— start of DATASET ROWS —
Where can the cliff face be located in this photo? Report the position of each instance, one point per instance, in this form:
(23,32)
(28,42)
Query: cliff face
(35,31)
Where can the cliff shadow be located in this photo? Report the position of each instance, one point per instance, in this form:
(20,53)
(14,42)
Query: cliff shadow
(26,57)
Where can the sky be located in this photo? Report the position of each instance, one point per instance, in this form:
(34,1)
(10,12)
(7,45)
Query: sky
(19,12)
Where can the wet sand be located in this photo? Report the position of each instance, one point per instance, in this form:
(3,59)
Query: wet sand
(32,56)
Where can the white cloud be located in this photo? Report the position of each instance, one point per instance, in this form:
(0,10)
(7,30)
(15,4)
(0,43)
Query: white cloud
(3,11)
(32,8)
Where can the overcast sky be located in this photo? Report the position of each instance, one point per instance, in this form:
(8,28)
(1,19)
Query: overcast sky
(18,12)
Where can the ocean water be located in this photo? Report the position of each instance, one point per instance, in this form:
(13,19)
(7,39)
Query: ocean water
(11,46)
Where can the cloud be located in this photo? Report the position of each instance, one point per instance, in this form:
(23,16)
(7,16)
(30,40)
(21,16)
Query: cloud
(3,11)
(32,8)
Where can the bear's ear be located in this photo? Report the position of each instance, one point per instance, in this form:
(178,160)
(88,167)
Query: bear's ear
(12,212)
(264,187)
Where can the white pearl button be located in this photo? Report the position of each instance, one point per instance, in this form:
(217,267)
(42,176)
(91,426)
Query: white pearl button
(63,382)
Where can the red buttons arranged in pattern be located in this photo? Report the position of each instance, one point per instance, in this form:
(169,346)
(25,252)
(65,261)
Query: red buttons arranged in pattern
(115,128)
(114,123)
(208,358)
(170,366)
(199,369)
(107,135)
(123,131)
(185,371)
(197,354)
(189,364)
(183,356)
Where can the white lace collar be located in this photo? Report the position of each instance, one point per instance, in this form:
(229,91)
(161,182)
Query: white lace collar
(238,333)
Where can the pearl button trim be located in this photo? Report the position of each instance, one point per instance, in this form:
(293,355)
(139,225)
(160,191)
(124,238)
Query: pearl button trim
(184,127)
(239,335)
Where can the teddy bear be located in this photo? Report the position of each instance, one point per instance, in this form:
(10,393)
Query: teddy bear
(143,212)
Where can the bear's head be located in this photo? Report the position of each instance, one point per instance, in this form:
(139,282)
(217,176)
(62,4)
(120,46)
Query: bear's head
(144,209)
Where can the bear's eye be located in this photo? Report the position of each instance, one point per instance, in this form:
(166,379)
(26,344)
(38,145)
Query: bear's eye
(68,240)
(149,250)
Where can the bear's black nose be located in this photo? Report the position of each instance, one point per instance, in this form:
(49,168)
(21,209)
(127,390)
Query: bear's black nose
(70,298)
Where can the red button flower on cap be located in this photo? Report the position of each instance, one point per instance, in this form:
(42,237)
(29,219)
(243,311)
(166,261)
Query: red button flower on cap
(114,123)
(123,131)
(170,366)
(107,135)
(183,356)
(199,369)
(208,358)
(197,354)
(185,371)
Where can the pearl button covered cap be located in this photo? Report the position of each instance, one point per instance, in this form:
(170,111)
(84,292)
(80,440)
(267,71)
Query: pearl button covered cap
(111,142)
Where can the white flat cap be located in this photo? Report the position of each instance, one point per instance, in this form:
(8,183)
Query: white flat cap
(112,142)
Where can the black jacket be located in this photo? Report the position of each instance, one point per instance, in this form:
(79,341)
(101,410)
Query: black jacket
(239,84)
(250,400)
— end of DATASET ROWS —
• STATED TASK
Copy every line of the data entries above verbatim, without changing anything.

• TASK ANSWER
Where can the cliff face be located in this photo? Report the position of each instance, one point per instance, in this form:
(23,32)
(28,42)
Query: cliff face
(35,31)
Where can the cliff shadow be located in this photo? Report the position of each instance, one point per instance, in this form:
(20,53)
(14,42)
Query: cliff shadow
(26,57)
Where can the sky be located in this photo? Report the position of each instance, one point per instance, in this form:
(34,1)
(10,12)
(7,45)
Query: sky
(19,12)
Where can the wet sand be located in this photo? Report the position of each instance, one point per instance, in this form:
(3,59)
Query: wet sand
(32,56)
Where can the white cloud be located in this photo? Report the position of each instance, one point per instance, in this form:
(0,10)
(7,30)
(15,4)
(0,43)
Query: white cloud
(3,11)
(32,8)
Where can the overcast sky be located in this photo? Report the position of each instance, one point per instance, in this form:
(8,28)
(1,19)
Query: overcast sky
(18,12)
Where can the ocean water be located in this photo? Report the position of each instance, one point per instance, in this form:
(13,19)
(7,39)
Query: ocean water
(11,46)
Where can the cloud be located in this photo? Report the position of each instance, one point per instance, in this form:
(23,16)
(7,16)
(30,40)
(21,16)
Query: cloud
(3,11)
(32,8)
Where can the bear's ear be located in this photo? Report the position of each instance, one point per instance, in this form:
(178,160)
(88,167)
Query: bear's ear
(12,212)
(264,187)
Where can the white pearl button be located in this photo? Report the position of each instance, one point per instance, in this form:
(217,267)
(42,176)
(91,426)
Query: white pearl button
(63,382)
Where can the red buttons arranged in pattern be located in this photo? Report the position of each instance, one point per instance, in this form:
(169,346)
(25,252)
(65,261)
Query: red buttons arranged in pattern
(115,128)
(114,123)
(208,358)
(170,366)
(199,369)
(107,135)
(123,131)
(185,371)
(197,354)
(189,364)
(183,356)
Where can the white lace collar be located in this photo? Report the position of each instance, one point per instance, in this form:
(229,91)
(161,182)
Query: white lace collar
(238,333)
Where can the pearl button trim be located in this photo? Report the position of each instance, one point per instance, in this form:
(293,355)
(139,225)
(160,191)
(124,238)
Query: pearl button trim
(184,127)
(239,335)
Where can the teddy bear be located in this photo? Report the position of each instance, one point per instance, in this form:
(10,393)
Query: teddy bear
(143,212)
Where can the bear's head be located in this photo? Report the position of each instance, one point per instance, in this form:
(139,282)
(217,176)
(62,4)
(120,46)
Query: bear's head
(144,209)
Where can the bear's eye be located in this photo? Report the position of each instance, one point per instance, in this form:
(166,379)
(26,344)
(38,145)
Query: bear's eye
(68,240)
(149,250)
Where can the bear's black nose be located in this photo? Report the position of each instance, one point per instance, in this form:
(49,168)
(21,209)
(127,390)
Query: bear's black nose
(70,298)
Where can the red button flower on cap be located in this photo? Report the position of each instance, one point per instance, in this form:
(42,237)
(29,219)
(243,311)
(166,261)
Query: red button flower on cap
(114,123)
(123,131)
(170,366)
(107,135)
(183,356)
(199,369)
(208,358)
(197,354)
(185,371)
Where can the pearl button covered cap be located in this photo? Report the position of each instance, one point per instance, in this form:
(170,111)
(84,292)
(80,440)
(267,71)
Query: pearl button covered cap
(111,142)
Where can the white flat cap be located in this photo? Report the position of each instance, one point per instance, in this form:
(8,183)
Query: white flat cap
(112,142)
Where can the black jacket be located in this photo? Report the position of each instance, one point per instance, in this form:
(79,341)
(101,410)
Query: black jacket
(239,84)
(250,400)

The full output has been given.